Extracted information below:
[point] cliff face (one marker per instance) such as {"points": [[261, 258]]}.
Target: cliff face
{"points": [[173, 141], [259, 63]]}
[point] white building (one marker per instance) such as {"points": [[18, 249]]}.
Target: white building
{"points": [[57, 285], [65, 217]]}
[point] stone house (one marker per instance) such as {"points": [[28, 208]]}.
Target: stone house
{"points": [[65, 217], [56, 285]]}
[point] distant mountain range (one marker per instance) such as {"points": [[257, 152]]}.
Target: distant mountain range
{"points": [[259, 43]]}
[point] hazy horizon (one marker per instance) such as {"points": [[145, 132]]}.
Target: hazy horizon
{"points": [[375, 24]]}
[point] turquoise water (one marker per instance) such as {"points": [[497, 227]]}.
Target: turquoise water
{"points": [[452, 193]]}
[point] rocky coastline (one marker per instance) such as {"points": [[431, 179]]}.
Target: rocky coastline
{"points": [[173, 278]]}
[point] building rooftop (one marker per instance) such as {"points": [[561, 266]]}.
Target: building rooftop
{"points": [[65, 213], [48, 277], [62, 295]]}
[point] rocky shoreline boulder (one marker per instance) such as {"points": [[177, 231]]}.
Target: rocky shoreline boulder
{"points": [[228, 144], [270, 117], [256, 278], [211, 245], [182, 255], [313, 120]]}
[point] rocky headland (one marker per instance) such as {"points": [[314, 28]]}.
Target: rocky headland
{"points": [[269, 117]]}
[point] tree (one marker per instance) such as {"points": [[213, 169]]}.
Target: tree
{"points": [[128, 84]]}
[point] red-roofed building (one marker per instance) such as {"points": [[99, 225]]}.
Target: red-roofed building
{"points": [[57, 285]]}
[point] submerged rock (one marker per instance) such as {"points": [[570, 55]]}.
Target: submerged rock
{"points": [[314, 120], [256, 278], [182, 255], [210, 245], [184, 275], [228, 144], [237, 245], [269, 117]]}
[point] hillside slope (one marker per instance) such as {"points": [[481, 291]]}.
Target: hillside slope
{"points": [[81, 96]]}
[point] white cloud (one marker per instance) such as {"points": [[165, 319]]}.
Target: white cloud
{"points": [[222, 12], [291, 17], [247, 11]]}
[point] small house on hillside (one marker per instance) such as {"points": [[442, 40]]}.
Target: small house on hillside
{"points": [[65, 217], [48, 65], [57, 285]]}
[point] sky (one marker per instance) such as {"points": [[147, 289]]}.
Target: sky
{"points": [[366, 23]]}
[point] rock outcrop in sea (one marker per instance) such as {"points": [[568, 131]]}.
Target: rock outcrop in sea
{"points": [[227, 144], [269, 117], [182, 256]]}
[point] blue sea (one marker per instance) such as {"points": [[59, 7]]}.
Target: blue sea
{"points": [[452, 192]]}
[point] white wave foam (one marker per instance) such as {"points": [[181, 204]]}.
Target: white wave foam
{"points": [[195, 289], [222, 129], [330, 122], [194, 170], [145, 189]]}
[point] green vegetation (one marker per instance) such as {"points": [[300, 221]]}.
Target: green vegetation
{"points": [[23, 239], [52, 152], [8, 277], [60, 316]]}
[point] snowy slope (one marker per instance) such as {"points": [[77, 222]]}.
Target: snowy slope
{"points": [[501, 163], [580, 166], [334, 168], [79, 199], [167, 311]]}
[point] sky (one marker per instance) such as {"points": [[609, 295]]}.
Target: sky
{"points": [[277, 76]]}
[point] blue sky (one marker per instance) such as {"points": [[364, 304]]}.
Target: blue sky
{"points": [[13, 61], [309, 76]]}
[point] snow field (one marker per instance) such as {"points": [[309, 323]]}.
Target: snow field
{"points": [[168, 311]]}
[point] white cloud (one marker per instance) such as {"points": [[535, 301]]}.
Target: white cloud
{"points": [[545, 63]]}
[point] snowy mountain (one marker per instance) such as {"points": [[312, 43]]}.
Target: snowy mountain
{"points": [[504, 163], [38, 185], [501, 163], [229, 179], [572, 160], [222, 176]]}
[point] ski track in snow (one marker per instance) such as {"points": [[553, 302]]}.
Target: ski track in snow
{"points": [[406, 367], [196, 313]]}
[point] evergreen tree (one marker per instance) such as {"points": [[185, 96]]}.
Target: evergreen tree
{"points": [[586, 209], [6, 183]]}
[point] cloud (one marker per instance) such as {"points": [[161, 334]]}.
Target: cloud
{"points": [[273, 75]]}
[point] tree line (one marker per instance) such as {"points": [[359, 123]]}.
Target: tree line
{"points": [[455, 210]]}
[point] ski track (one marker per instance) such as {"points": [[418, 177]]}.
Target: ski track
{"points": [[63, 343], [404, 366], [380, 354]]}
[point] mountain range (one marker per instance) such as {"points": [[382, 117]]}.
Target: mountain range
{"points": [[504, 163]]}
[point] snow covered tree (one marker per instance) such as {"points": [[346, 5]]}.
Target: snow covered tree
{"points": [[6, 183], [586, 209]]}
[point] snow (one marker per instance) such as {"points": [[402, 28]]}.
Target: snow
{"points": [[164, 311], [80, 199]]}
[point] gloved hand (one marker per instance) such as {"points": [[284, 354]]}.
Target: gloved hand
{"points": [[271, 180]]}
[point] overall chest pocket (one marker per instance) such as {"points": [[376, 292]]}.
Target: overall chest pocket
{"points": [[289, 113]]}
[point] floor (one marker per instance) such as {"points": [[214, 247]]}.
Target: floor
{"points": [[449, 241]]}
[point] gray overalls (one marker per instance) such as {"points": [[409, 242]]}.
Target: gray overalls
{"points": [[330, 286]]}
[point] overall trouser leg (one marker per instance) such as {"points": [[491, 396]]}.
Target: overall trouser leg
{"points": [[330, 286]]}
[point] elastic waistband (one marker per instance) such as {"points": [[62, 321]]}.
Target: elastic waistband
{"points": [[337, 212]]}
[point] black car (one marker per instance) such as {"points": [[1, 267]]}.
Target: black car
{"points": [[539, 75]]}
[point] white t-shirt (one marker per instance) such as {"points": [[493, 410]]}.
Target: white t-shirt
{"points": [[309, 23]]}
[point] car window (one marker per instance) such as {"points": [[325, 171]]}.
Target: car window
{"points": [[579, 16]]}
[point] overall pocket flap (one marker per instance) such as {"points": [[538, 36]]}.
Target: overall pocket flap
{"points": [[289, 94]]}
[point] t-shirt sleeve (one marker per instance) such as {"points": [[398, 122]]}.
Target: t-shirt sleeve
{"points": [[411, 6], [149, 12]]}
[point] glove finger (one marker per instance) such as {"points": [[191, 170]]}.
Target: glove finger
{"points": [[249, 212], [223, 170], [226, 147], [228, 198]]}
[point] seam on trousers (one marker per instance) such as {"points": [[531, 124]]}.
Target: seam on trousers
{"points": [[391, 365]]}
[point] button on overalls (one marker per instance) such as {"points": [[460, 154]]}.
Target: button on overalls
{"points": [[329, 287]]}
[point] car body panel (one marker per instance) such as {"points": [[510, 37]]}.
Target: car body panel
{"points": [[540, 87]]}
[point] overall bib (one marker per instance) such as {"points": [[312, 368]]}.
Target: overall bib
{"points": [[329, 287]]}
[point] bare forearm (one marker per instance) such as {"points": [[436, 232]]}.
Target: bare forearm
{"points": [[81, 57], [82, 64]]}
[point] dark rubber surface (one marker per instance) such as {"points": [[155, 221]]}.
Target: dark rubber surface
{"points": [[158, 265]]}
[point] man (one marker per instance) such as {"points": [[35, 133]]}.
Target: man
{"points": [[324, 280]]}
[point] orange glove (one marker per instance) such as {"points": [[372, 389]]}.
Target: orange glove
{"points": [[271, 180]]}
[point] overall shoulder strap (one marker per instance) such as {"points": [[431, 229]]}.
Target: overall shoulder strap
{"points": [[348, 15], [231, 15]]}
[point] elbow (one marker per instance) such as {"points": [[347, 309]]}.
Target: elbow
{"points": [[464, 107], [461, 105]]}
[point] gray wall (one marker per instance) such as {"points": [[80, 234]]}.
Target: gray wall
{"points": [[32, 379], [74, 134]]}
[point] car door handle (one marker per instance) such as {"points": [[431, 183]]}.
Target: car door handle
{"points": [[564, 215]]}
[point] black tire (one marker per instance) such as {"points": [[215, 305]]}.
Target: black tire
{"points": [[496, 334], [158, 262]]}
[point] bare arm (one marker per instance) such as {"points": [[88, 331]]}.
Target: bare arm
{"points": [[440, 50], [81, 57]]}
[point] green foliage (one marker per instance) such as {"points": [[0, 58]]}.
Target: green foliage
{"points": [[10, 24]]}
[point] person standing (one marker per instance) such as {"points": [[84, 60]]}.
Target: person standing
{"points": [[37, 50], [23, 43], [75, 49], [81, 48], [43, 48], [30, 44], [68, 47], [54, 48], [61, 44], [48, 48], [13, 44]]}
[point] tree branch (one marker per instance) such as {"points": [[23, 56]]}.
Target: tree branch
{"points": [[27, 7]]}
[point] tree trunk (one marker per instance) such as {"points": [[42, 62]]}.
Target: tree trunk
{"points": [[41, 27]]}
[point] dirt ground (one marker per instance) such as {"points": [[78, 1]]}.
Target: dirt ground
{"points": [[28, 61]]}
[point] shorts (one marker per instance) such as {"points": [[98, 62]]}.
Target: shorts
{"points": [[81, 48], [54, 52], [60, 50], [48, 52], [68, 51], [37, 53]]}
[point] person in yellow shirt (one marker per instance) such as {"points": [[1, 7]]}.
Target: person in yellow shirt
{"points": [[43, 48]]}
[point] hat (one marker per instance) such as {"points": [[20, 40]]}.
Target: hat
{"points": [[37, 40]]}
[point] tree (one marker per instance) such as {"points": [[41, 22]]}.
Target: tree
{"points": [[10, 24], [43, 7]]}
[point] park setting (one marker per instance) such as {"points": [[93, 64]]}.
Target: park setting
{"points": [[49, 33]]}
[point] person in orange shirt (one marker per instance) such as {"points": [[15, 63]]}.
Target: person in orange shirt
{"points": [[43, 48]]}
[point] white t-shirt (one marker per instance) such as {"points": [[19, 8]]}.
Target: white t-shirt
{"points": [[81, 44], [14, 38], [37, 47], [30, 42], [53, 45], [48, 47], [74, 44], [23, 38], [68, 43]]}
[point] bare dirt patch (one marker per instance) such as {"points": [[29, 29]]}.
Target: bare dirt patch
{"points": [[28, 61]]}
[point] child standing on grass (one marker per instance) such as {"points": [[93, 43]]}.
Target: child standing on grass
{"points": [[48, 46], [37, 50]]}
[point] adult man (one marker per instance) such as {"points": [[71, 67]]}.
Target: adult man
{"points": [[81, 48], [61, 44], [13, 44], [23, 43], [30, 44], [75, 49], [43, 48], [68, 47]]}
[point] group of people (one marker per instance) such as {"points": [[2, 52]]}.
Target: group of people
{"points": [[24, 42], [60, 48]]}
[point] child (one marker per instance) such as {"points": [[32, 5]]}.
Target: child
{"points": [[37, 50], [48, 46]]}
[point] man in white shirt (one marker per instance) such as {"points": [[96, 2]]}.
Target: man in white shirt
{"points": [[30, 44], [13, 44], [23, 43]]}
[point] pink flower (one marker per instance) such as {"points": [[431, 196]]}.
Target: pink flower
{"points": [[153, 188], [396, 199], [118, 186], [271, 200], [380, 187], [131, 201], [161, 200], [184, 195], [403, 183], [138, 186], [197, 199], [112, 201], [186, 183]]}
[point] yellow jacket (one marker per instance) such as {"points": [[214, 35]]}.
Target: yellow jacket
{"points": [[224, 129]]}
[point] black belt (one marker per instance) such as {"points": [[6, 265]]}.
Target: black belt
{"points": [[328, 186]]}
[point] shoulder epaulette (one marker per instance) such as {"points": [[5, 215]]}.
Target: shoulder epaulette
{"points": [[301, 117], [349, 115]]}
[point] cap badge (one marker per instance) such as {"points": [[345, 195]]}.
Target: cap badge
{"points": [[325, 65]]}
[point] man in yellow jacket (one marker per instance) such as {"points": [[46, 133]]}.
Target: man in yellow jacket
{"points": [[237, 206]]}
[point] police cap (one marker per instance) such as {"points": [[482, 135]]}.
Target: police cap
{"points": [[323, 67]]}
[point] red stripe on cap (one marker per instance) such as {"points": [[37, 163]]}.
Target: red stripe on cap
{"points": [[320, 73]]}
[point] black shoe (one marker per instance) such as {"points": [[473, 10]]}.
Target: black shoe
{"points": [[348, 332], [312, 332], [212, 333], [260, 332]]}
End of Extracted information.
How to complete this task: Give again exactly, and only, the lines above starting at the one with "Target: adult man" and ending at the one with "[point] pink flower".

Answer section:
Target: adult man
{"points": [[81, 48], [61, 44], [13, 44], [23, 43], [30, 44], [75, 49], [43, 48], [68, 47]]}
[point] group of people (one marker per instance) such as {"points": [[2, 52]]}.
Target: group of people
{"points": [[24, 42], [60, 48]]}
[point] child (one marker per instance) such as {"points": [[32, 5]]}.
Target: child
{"points": [[37, 50], [48, 46]]}
[point] man in white shirt (one marker per instance) such as {"points": [[96, 2]]}.
Target: man in white shirt
{"points": [[30, 44], [13, 44], [23, 43]]}
[point] pink flower (one marker per instance) such as {"points": [[431, 196]]}.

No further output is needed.